Bounding box annotation entries.
------------------------

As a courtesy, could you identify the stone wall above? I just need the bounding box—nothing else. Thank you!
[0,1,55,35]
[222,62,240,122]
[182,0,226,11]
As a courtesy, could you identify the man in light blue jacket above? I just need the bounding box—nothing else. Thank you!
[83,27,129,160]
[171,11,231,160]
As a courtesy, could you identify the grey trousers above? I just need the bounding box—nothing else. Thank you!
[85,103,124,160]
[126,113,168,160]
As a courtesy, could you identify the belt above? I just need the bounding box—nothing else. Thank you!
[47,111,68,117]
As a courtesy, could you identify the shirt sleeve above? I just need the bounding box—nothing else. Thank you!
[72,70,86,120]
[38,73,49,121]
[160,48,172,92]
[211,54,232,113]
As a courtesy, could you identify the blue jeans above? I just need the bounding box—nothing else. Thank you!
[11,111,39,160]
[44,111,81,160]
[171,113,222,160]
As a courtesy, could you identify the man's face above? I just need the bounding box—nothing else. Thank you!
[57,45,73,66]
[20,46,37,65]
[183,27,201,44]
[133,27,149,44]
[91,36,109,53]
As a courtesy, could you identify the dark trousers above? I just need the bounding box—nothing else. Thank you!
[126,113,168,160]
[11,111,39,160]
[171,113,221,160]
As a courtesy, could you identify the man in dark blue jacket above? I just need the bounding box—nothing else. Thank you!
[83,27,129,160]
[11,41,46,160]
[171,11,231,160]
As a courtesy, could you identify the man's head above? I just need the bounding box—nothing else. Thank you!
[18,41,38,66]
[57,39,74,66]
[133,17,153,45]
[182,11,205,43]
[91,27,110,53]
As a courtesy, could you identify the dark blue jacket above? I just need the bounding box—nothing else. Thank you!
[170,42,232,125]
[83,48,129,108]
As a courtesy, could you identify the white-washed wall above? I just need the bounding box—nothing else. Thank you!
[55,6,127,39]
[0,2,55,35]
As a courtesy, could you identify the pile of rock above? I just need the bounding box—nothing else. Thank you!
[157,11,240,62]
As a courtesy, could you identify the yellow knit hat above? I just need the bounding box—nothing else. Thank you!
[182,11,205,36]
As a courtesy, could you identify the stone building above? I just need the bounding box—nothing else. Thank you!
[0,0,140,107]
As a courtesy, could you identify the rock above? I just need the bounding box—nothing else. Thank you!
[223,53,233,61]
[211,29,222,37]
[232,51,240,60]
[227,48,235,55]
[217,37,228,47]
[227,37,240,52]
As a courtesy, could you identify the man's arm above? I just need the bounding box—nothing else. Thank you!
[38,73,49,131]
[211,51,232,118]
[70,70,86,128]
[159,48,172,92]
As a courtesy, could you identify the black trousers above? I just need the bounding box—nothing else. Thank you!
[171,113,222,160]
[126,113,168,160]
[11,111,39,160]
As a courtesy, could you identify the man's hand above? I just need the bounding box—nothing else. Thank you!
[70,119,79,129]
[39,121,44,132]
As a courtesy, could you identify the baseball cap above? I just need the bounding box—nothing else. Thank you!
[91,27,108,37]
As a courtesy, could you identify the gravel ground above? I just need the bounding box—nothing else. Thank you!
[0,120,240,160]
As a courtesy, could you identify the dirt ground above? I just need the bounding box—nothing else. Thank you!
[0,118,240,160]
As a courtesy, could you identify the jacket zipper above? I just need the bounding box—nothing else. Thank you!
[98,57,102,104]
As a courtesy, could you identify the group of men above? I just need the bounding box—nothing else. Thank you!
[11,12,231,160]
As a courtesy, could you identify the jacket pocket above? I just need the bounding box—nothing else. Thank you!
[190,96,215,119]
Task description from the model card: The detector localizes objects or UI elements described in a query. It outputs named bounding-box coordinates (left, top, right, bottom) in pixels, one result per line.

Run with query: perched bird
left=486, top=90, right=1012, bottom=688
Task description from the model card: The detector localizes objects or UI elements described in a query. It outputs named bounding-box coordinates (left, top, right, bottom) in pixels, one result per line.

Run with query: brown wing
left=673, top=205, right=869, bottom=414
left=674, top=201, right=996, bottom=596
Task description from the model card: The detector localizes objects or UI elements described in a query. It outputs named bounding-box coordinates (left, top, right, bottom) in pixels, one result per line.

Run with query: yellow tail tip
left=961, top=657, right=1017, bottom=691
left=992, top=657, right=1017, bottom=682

------------------------

Work to do. Copy the stretch from the start of the items through the line containing "[91,36,109,53]", changing "blue jeans" to "denim pants" and leaving everything else as it is.

Exercise result.
As a courtesy, could you identify the stone wall above? I just need the bounding box—nothing else. Thank you!
[0,1,55,35]
[222,62,240,122]
[182,0,226,11]
As a courtesy, could you identify the man in light blue jacket above? I just need the bounding box—nothing else. Thank you!
[83,27,129,160]
[171,11,231,160]
As a courtesy, could you identify the grey trousers above? I just need the bounding box—nothing else. Thank you!
[85,103,124,160]
[126,113,168,160]
As a courtesy, could you identify the belt above? I just need the bounding box—nothing else. Thank you!
[47,111,68,117]
As a courtesy, could you identify the shirt sleeve above? I just need the bounding box—nothing else. Thank you!
[72,70,86,120]
[38,73,49,121]
[160,48,172,92]
[211,54,232,113]
As a courtesy, could you identify the denim pants above? I just need the bounding box—nothing else. Thank you!
[11,111,39,160]
[44,111,81,160]
[171,113,222,160]
As a courtesy, could you identify the man's face above? I just need the bounding box—nothing else. Thank you!
[57,45,73,66]
[20,46,37,65]
[183,27,201,44]
[133,27,149,44]
[91,36,109,53]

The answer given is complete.